[Selected passage]
◇ ◇ ◇ ◇ ◇ ◇ ◇
Supply chains are shifting to Southeast Asia due to the region’s growing economies and consumer markets, especially with trade tensions and rising production costs affecting other markets, according to the bank.

Pham Hong Hai, CEO of HSBC Viet Nam, said: “The changes in global trade are causing businesses to revisit their supply chain investment and capacity strategies, but we have yet to see this convert into wide-scale shifts to Southeast Asia, South Asia or other parts of the world.

Rather than see a wide-scale shift to ASEAN, multinationals due to trade tensions have multiple supply chain strategies with a mixture of localisation, offshoring and re-shoring activity emerging, according to Hai.

“Shifts in supply chains have been a multi-year phenomenon due to structural changes in production technology, labour costs, and emerging consumer markets. Over the past decade, ASEAN and Viet Nam have been perceived as a strong production option for multinationals given its role within existing supply chains, growing consumer base, and strong trade and investment ties,” he added.

Countries where infrastructure and production networks are already in place such as Viet Nam are likely to be the main beneficiaries of a shift in production capacity.

The hot buttons that will matter for both large and small firms include how ASEAN and Viet Nam can deliver competitive production costs, and how technology and innovation are being introduced to improve productivity.
◇ ◇ ◇ ◇ ◇ ◇ ◇
[Data shown]
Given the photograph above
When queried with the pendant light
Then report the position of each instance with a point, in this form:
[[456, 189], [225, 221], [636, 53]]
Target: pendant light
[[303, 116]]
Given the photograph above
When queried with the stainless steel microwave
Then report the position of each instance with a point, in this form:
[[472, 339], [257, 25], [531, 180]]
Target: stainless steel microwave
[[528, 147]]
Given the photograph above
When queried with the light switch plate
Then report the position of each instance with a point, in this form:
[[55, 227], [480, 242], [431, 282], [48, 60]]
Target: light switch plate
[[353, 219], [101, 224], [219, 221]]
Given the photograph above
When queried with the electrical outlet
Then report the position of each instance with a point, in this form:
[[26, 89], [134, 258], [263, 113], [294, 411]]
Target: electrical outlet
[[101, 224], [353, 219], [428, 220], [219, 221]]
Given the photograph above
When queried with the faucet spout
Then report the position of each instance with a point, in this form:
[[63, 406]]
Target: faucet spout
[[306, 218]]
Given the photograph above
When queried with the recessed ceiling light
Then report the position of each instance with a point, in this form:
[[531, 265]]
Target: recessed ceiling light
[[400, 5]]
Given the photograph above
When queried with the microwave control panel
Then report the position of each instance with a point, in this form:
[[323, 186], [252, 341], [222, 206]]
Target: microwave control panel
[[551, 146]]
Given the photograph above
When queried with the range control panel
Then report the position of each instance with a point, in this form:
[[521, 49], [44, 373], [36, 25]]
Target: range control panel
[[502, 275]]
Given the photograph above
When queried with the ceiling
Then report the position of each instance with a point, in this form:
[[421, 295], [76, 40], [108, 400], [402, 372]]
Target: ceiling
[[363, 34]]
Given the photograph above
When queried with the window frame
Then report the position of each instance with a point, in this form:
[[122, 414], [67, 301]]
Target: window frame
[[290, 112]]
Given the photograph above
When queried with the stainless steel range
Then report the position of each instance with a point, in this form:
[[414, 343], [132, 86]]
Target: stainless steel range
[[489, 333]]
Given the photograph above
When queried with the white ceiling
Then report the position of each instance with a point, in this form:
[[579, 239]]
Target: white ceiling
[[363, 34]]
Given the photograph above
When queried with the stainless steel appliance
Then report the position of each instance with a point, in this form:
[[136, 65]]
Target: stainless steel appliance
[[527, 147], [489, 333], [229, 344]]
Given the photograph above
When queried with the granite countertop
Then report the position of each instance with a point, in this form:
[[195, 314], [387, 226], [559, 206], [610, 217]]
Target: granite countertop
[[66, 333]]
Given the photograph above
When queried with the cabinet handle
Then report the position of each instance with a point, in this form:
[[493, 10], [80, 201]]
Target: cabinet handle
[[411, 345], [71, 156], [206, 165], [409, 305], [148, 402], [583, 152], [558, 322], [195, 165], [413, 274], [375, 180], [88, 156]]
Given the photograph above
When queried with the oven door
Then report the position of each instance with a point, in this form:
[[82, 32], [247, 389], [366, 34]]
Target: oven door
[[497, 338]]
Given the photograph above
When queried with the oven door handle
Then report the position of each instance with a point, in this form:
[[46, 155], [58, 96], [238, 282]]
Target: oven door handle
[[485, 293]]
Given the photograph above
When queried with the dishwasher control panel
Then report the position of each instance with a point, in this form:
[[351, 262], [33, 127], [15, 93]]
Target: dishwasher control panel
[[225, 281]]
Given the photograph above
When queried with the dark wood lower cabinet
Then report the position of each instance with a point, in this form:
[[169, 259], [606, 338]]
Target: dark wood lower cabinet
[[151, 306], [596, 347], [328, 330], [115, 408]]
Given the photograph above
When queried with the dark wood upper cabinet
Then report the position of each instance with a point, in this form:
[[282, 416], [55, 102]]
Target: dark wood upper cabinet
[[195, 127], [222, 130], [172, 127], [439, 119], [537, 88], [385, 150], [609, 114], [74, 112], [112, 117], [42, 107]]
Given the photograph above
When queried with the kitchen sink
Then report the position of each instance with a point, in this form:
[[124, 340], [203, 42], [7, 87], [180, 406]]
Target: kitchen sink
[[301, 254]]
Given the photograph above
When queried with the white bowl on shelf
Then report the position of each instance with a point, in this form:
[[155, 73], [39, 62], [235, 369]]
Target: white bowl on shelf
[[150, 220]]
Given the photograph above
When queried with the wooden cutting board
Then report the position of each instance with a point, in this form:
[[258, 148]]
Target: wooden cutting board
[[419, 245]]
◇ ◇ ◇ ◇ ◇ ◇ ◇
[Exercise 1]
Answer these questions about the passage on supply chains:
(a) Who is the CEO of HSBC Viet Nam?
(b) Which countries does the passage say are likely to be the main beneficiaries of a shift in production capacity?
(c) What two hot buttons for large and small firms does the passage name?
[Exercise 2]
Repeat the passage on supply chains word for word, starting with "Supply chains are" and going on through "to the bank.".

[Worked answer 1]
(a) Pham Hong Hai.
(b) Countries where infrastructure and production networks are already in place, such as Viet Nam.
(c) How ASEAN and Viet Nam can deliver competitive production costs, and how technology and innovation are being introduced to improve productivity.

[Worked answer 2]
Supply chains are shifting to Southeast Asia due to the region’s growing economies and consumer markets, especially with trade tensions and rising production costs affecting other markets, according to the bank.